EXCERPT TO READ:
########################################

Workshop 9: Local Deployment and Observability

Learning Objectives

By the end of this workshop, you will be able to:

  1. Deploy ICN locally - Run ICN via native binary or Docker
  2. Verify health status - Check component health via API endpoints
  3. Monitor with Prometheus - Scrape and query ICN metrics
  4. Configure logging - Adjust log levels and understand log output
  5. Troubleshoot issues - Diagnose common deployment problems

Goal

Deploy ICN locally using Docker or native binaries, verify health endpoints, explore Prometheus metrics, and understand logging and tracing.

Prerequisites

  • Completed Module 9: Operations
  • Docker installed (for container deployment) or Rust toolchain (for native)
  • curl and jq installed

Estimated time

2-3 hours

Related Materials

Part 1: Deployment Options

Overview

ICN can be deployed in several ways:

Method Use Case
Native binary Development, single-node testing
Docker Local testing, reproducible environments
Docker Compose Multi-node local clusters
Kubernetes/K3s Production deployment

Locate deployment files

ls -la deploy/
ls -la deploy/docker/ 2>/dev/null
ls -la deploy/k8s/ 2>/dev/null

Checkpoint

  • You identified available deployment methods
  • You know which files configure each method

Part 2: Native Binary Deployment

Steps

  1. Build release binaries:

    cd icn && cargo build --release
    
  2. Create a data directory:

    export ICN_DATA=$(mktemp -d)
    export ICN_PASSPHRASE="workshop"
    
  3. Initialize identity:

    ./target/release/icnctl --data-dir "$ICN_DATA" id init
    
  4. Start the daemon:

    ./target/release/icnd --data-dir "$ICN_DATA"
    

Configuration file

Create $ICN_DATA/config.toml:

data_dir = "$ICN_DATA"

[network]
listen_addr = "0.0.0.0:4001"
mdns_enabled = true

[gateway]
enabled = true
bind_addr = "0.0.0.0:8080"

[observability]
metrics_port = 9100
health_port = 8081
log_level = "info"

Questions to answer

  1. What ports are used by default?
  2. How do you change the gateway port?
  3. Where are logs written?

Checkpoint

  • Daemon starts successfully
  • You can access the gateway

Part 3: Docker Deployment

Steps

  1. Build the Docker image:

    docker build -t icn:local -f deploy/docker/Dockerfile .
    
  2. Run the container:

    docker run -d \
      --name icn-node \
      -p 8080:8080 \
      -p 9100:9100 \
      -p 8081:8081 \
      -p 4001:4001 \
      -e ICN_KEYSTORE_PASSPHRASE=workshop \
      icn:local
    

    Security Note: The example above passes the passphrase via environment variable for simplicity. In production, use Docker secrets or mount a credentials file to avoid exposing passphrases in process listings or container inspect output.

########################################

TASK SET:
**1.** Say whether each statement agrees with the workshop text. Answer yes or no, and quote the words from the text that decide it. (a) The workshop is expected to take 2-3 hours. (b) Kubernetes/K3s is the method given for multi-node local clusters. (c) The sample configuration sets the metrics port to 9100.
**2.** Copy the workshop text word for word, from "[observability]" down to "the gateway port?".
The data below comes from a separate source.

Records in a dataset:
########################################

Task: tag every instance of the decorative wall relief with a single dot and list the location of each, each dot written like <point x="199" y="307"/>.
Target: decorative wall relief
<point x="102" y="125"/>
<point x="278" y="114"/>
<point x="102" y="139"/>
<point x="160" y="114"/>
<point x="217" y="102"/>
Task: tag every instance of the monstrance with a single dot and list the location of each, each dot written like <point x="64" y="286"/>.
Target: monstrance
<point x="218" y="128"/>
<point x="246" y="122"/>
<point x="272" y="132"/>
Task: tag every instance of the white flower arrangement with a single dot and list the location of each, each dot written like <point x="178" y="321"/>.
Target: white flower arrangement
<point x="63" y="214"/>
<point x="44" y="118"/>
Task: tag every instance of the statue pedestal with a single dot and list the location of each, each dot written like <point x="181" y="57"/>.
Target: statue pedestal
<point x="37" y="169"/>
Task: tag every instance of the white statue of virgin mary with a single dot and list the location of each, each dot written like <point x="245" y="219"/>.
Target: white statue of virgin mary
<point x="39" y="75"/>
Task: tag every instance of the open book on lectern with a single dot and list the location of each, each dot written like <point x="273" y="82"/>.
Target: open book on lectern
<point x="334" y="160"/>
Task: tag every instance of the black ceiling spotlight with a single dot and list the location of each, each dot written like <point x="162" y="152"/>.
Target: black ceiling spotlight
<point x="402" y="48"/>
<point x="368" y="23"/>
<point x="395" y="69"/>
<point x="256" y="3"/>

########################################

YOUR WRITTEN ANSWERS:
**1.**
(a) Yes: "2-3 hours"
(b) No: "Kubernetes/K3s Production deployment"
(c) Yes: "metrics_port = 9100"

**2.**
[observability]
metrics_port = 9100
health_port = 8081
log_level = "info"

Questions to answer

  1. What ports are used by default?
  2. How do you change the gateway port?